▶ WHAT YOU HAVE TO DO
Revise the listing below by changing "place one pin on each instance" to "put a single pin on every instance" everywhere it appears, leaving every other word as it is. Omit the pictures from your answer.

▶ STORED ROWS
— start —
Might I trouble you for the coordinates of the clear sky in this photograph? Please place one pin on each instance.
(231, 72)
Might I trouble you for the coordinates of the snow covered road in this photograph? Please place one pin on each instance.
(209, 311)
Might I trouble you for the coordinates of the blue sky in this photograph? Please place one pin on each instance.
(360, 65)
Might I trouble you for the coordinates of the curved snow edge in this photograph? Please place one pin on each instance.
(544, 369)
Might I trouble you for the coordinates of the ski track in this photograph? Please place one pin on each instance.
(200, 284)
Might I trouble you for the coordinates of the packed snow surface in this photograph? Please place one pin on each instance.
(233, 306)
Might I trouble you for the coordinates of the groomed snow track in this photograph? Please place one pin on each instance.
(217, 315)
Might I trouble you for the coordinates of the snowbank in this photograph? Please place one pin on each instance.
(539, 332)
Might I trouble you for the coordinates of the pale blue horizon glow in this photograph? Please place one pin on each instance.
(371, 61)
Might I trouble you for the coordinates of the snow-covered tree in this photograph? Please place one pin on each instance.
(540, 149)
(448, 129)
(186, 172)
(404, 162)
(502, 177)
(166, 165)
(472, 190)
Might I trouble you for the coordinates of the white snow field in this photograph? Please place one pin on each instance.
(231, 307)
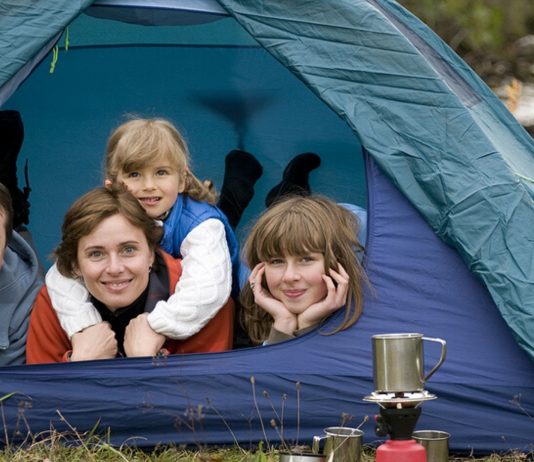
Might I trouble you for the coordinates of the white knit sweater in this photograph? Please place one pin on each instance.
(201, 292)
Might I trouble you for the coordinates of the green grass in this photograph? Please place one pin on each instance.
(55, 450)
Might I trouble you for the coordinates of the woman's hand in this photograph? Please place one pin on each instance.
(284, 320)
(336, 297)
(140, 339)
(94, 342)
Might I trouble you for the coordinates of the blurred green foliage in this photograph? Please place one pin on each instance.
(483, 32)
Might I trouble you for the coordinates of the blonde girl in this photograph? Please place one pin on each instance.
(151, 158)
(303, 255)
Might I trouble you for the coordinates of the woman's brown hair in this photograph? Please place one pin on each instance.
(92, 209)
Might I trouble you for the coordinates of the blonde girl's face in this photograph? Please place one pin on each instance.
(296, 281)
(155, 187)
(114, 262)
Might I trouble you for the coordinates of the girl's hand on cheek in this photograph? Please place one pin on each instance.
(335, 298)
(284, 320)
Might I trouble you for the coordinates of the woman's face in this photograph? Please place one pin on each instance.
(296, 281)
(114, 262)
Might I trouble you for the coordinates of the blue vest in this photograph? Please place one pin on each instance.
(185, 215)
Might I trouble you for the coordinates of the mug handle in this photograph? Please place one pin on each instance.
(316, 444)
(441, 358)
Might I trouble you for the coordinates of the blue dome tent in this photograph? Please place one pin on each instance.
(449, 193)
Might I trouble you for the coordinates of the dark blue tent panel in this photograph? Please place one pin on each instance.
(449, 197)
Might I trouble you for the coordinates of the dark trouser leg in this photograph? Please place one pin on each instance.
(11, 137)
(241, 172)
(295, 179)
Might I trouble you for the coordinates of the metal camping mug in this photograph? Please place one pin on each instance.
(398, 362)
(436, 444)
(342, 444)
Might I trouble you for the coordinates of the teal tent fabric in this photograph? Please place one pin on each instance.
(404, 93)
(26, 27)
(437, 133)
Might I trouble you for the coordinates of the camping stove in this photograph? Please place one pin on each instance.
(399, 400)
(399, 390)
(399, 412)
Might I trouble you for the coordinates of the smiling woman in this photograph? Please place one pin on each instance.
(111, 244)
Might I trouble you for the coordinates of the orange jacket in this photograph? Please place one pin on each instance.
(48, 343)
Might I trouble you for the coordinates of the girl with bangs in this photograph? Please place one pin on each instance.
(303, 252)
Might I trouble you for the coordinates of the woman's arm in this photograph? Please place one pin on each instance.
(47, 342)
(70, 300)
(203, 288)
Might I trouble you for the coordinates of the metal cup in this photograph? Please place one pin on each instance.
(288, 457)
(341, 444)
(398, 362)
(436, 444)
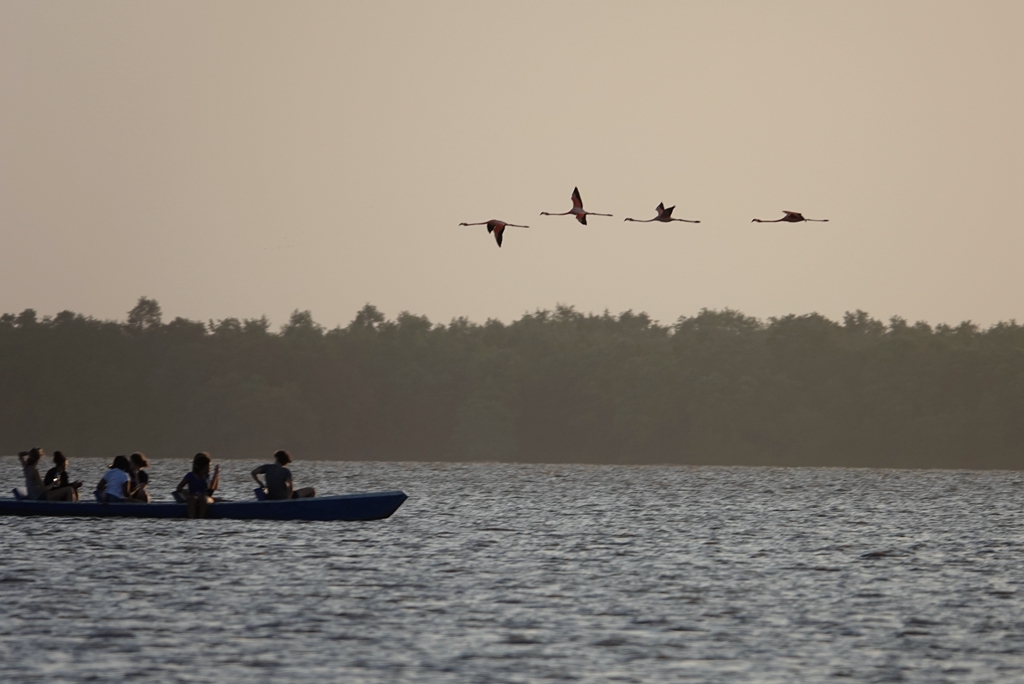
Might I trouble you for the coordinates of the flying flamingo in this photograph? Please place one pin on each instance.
(497, 227)
(791, 217)
(577, 210)
(664, 215)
— end —
▶ WRITTEN ANSWER
Might I trouble you for the coordinates of the clear sky in this photograph? Please put a single pin on every instance.
(231, 72)
Might I trouble you for the coordinates of the snow covered road in this photograph? Please put a single pin on every instance.
(209, 311)
Might I trouble you for the coordinates of the blue sky in this photograph? Please put a single pin on every instance.
(360, 65)
Might I trouble you for the coordinates of the curved snow edge in this photograph? Please put a single pin on every instance.
(544, 369)
Might I trouble you for the coordinates of the ski track in this photograph? Please put a single pin on every instance.
(200, 284)
Might I trouble you for the coordinates of the packed snow surface in this photograph? Please put a single pin on every instance.
(233, 306)
Might I trouble you for the coordinates of the groomed snow track in this photograph? Please put a single pin on every instance.
(217, 315)
Might I trouble you for the coordinates of the snowbank in this photograph? Please put a single pin on every instance.
(539, 332)
Might I trouble you for the coordinates of the pale blue horizon glow in this photograph? Please put a single pin on every instance.
(371, 61)
Might I trouble you for the coordinates of the snow-covered tree in this photograph? Please put a single pin on every instance.
(540, 149)
(448, 129)
(186, 172)
(404, 162)
(502, 177)
(166, 165)
(472, 190)
Might I trouble you for the coordinates of the white snow field in this photograph? Please put a single pin on every instance.
(231, 307)
Might I trouble you for the coordinates of the white knit sweater in this photograph? Please put a single pin on every instance.
(201, 292)
Might I trouble you for the coordinates of the green grass in this photograph? Please put a single pin on every instance.
(55, 450)
Might I trouble you for the coordinates of the woman's hand in this photograph? Please put a single pin on every instance.
(284, 320)
(336, 297)
(140, 339)
(94, 342)
Might I trouble you for the coordinates of the blurred green foliage in this photograph? Please put a single pin on every instance.
(483, 32)
Might I trouble you for the coordinates of the blonde girl in this photograph? Please put a single pin on every instance.
(151, 158)
(303, 255)
Might I trouble you for the coordinates of the woman's brown hair in this photograph? Please put a single pin on every instance.
(92, 209)
Might I trouble you for the coordinates of the blonde girl's face in this photograph? Please put a single pin on every instance.
(296, 281)
(155, 187)
(114, 262)
Might I trouble you for the coordinates of the girl's hand on cheek in this photograph? Please put a single pin on every instance.
(335, 298)
(284, 320)
Might I trouble you for the coordinates of the woman's face in this photograph? Please put a single pin on every instance.
(296, 281)
(114, 262)
Might I trouble you for the coordinates of the blue vest in this photograph? Please put a single pin on every instance.
(185, 215)
Might I trouble you for the coordinates of the mug handle in this photograph? Please put a single pin on every instance.
(316, 444)
(441, 358)
Might I trouble you for the coordinates of the blue dome tent in this photograph? Please put a single pin on every instance.
(449, 193)
Might I trouble you for the coordinates of the dark blue tent panel in this photograph? Please put a single pin on every instance.
(449, 197)
Might I trouble you for the coordinates of the dark trouser leg in this photograph? Please put a single pin on every instance.
(11, 137)
(241, 172)
(295, 179)
Might I trouble you for the coordinates of the metal camping mug in this photograph? Please put a single pin on every instance.
(398, 362)
(436, 444)
(342, 444)
Might I trouble you for the coordinates of the teal tent fabric in this photograph? Please put a single pin on every instance.
(404, 93)
(26, 27)
(437, 133)
Might I trouble you for the coordinates of the camping stove in this photograph? Please put a single pin on every instance.
(399, 400)
(399, 390)
(399, 412)
Might I trouble you for the coordinates of the smiling woman in this photograph? Please put a single pin on every instance.
(111, 244)
Might I trouble you for the coordinates of the orange jacket in this photograph? Please put a single pin on every instance.
(48, 343)
Might I trouble you for the coordinates of the girl with bangs in this photograph? Please put a single pin on every instance.
(303, 252)
Might I trouble you for the coordinates of the woman's arm in this photograph? Please put a single pin on every instance.
(47, 342)
(70, 300)
(203, 288)
Might I trouble you for the coordinates of the metal cup in this photograph? Please put a single pin on every instance.
(288, 457)
(341, 444)
(398, 362)
(436, 444)
Might I trouble you for the coordinates of the flying flamingo in this photograph? Please put a single pin on every instance.
(497, 227)
(791, 217)
(577, 210)
(664, 215)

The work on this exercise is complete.